(Entries on locating named items)
________________________________________
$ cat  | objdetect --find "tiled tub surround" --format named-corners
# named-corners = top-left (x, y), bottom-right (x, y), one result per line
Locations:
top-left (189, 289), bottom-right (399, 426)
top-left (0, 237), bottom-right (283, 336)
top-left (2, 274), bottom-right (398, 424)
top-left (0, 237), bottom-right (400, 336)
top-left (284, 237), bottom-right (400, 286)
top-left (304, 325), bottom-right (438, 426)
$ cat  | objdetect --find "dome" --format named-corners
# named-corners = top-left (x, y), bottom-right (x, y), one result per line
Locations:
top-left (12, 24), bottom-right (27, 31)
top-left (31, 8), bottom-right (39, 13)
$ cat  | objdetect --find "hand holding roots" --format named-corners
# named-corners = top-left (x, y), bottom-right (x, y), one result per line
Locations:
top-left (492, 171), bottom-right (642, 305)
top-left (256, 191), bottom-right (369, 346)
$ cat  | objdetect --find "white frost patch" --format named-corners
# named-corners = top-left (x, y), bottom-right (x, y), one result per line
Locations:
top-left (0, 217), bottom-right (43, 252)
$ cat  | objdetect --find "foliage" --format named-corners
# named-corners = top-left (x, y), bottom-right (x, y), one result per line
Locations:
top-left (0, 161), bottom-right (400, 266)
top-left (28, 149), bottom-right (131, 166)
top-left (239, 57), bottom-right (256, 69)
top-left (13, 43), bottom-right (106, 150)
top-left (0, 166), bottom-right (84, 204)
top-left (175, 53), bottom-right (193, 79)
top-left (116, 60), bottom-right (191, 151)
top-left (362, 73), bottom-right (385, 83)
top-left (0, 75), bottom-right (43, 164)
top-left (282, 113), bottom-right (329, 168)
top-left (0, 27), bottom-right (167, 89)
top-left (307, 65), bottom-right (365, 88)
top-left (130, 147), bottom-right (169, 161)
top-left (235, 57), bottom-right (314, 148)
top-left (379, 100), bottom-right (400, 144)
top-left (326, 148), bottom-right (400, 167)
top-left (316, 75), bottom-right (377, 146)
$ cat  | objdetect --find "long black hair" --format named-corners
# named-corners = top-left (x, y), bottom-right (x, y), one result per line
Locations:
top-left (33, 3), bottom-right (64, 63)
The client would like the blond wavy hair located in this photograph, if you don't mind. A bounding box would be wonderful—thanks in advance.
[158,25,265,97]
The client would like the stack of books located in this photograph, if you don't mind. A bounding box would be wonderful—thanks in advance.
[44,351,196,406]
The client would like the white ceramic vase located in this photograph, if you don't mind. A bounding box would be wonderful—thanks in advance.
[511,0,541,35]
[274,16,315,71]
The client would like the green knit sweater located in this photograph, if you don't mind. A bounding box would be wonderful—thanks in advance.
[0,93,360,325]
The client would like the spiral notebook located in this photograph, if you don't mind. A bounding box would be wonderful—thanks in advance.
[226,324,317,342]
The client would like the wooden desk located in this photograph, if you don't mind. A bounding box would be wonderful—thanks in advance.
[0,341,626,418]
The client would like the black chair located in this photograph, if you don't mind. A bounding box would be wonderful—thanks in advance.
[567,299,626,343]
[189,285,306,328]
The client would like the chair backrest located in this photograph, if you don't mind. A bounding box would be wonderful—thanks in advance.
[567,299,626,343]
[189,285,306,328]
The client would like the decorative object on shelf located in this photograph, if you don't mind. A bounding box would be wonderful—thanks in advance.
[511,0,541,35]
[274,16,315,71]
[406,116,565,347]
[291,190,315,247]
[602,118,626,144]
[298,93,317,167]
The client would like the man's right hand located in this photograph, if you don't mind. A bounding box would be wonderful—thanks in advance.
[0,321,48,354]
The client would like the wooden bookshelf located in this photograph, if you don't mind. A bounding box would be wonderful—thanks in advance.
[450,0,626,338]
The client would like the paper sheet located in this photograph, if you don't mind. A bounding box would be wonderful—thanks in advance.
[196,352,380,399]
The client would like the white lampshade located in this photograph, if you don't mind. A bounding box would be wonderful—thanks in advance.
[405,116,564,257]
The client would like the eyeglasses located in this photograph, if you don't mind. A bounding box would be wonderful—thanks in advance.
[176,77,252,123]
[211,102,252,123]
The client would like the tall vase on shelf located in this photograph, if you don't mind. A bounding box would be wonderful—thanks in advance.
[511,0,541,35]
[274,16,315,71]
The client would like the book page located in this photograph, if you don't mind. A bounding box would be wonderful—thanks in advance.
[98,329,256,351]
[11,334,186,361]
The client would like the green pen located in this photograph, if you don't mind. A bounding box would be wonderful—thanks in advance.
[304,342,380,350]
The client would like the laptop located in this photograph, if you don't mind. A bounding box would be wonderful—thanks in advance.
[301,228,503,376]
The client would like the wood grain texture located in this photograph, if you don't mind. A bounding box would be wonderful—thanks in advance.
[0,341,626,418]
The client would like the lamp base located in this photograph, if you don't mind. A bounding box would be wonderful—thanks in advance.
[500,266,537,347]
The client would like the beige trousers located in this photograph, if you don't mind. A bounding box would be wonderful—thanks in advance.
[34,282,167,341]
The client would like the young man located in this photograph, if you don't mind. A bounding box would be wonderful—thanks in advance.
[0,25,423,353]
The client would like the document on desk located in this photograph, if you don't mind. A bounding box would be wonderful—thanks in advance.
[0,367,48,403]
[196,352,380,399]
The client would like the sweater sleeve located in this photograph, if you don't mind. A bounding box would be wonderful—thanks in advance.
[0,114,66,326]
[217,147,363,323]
________________________________________
Your task: Reproduce the listing above word for word, from its first line through the line that contains "top-left (0, 217), bottom-right (43, 252)".

Result of this task:
$ cat  | objdetect --find "tiled tub surround" --format named-corners
# named-corners = top-left (x, y), bottom-right (x, y), one result per line
Locations:
top-left (189, 289), bottom-right (399, 426)
top-left (0, 237), bottom-right (283, 336)
top-left (2, 274), bottom-right (398, 424)
top-left (0, 237), bottom-right (400, 336)
top-left (284, 237), bottom-right (400, 286)
top-left (304, 325), bottom-right (438, 426)
$ cat  | objdetect --find "dome" --format named-corners
# named-corners = top-left (x, y), bottom-right (x, y), one result per line
Locations:
top-left (12, 24), bottom-right (27, 31)
top-left (31, 8), bottom-right (39, 13)
$ cat  | objdetect --find "hand holding roots" --format named-corners
# named-corners = top-left (x, y), bottom-right (x, y), one result per line
Locations:
top-left (492, 171), bottom-right (642, 305)
top-left (256, 191), bottom-right (369, 346)
$ cat  | objdetect --find "white frost patch" --format named-corners
# named-corners = top-left (x, y), bottom-right (x, y), one result per line
Locations:
top-left (0, 217), bottom-right (43, 252)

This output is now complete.